Start of DATA
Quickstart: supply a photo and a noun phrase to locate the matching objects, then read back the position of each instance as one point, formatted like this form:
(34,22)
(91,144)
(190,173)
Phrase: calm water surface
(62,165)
End of DATA
* _WORK TASK_
Output the full set of entries exactly as they were given.

* _FINAL ANSWER_
Quickstart: supply a photo and a noun phrase to locate the matching objects, then read back the position of each instance as one point, formatted like this form:
(34,22)
(91,144)
(190,173)
Phrase: calm water surface
(62,165)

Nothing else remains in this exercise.